- PROBLEM TO WORK ON:
Could you copy every line of the listing below word for word, without changing anything?

- DATA TO PROCESS:

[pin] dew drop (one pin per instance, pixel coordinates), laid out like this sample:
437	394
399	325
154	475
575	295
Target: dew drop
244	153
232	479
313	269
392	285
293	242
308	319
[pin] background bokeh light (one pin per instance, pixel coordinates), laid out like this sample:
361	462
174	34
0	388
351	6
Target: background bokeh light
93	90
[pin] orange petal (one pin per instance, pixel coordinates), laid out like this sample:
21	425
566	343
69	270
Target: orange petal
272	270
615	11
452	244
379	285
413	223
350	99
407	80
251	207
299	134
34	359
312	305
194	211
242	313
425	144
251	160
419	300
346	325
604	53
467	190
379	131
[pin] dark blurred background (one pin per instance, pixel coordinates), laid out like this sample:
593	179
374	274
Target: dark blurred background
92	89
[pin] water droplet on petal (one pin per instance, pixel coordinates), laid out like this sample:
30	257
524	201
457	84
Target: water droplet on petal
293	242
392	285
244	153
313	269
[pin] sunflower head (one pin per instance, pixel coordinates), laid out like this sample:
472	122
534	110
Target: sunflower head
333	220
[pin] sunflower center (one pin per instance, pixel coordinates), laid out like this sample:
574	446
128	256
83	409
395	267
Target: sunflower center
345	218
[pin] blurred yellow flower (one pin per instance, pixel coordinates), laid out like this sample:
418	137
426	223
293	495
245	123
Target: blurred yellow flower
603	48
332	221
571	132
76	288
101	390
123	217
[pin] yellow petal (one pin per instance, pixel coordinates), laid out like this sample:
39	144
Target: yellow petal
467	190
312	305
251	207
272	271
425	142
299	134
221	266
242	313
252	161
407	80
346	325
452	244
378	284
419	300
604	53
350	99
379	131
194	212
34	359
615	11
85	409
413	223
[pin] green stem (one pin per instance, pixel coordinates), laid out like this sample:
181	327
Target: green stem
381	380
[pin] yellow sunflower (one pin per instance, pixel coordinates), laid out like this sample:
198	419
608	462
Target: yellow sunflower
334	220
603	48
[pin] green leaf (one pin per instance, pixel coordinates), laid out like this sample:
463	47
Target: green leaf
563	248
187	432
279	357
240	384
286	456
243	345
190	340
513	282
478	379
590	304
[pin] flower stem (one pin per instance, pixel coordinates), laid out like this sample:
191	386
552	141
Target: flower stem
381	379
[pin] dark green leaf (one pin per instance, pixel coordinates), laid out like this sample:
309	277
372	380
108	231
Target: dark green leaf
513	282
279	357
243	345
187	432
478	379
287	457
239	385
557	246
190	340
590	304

- COMPLETE RESPONSE:
[pin] dew drop (one pin per instance, pixel coordinates), laid out like this sample:
437	394
399	325
154	475
575	295
Target: dew drop
244	153
232	479
313	269
392	285
293	242
308	319
[pin] background bokeh light (one pin per instance, pixel coordinates), laid out like this sample:
361	462
174	34
0	388
351	6
Target: background bokeh light
93	90
[pin] orange petal (one pin per instance, pixel coordinates), laid out like this sample:
21	425
566	343
69	270
Target: orange petal
272	270
615	11
452	244
379	285
413	223
350	99
407	80
251	207
299	134
34	359
312	305
194	211
242	313
425	144
251	160
419	300
346	325
604	53
467	190
379	131
[pin] dark blurred background (one pin per instance, pixel coordinates), laid out like this sample:
593	179
374	274
Target: dark blurred background
92	89
[pin] water droplet on petal (one pin per instance, pixel coordinates), laid out like this sample:
30	257
524	201
457	84
Target: water droplet on petal
293	242
392	285
244	153
313	269
[pin] sunflower head (one pin per instance, pixel coordinates), laid out like this sample:
472	122
534	110
Target: sunflower head
333	220
[pin] sunflower center (one pin per instance, pixel coordinates), laid out like this sample:
574	446
128	256
83	409
395	267
Target: sunflower center
345	218
[pin] blurred yellow flower (one pin per instance, pixel coordinates), laid out like this sample:
418	137
426	223
293	495
245	123
Target: blurred yellow flower
603	48
332	221
571	132
76	288
101	390
123	217
[pin] yellow petal (one pin per instance, pixel coordinates), laid out like this sample:
39	144
Target: yellow petal
467	190
312	305
251	207
272	271
425	142
299	134
221	266
242	313
252	161
407	80
346	325
452	244
378	284
419	300
604	53
350	99
379	131
194	212
34	359
615	11
85	409
413	223
[pin] green stem (one pin per instance, pixel coordinates), laid out like this sample:
181	327
Target: green stem
381	380
[pin] yellow sunflower (one pin per instance, pixel coordinates), laid out like this sample:
198	419
608	462
Target: yellow sunflower
334	220
603	48
[pin] green leaf (one pin per instance, pixel coordinates), laid out like this sample:
463	47
Target: green leaf
563	248
187	432
279	357
240	384
286	456
243	345
190	340
513	282
478	379
590	304
[pin] flower stem (one pin per instance, pixel coordinates), laid out like this sample:
191	386
552	141
Target: flower stem
381	379
[pin] dark green leaf (one pin per instance, pixel coordinates), laid out like this sample:
309	277
372	380
108	231
Target: dark green leaf
513	282
279	357
243	345
187	432
478	379
287	457
239	385
557	246
190	340
590	304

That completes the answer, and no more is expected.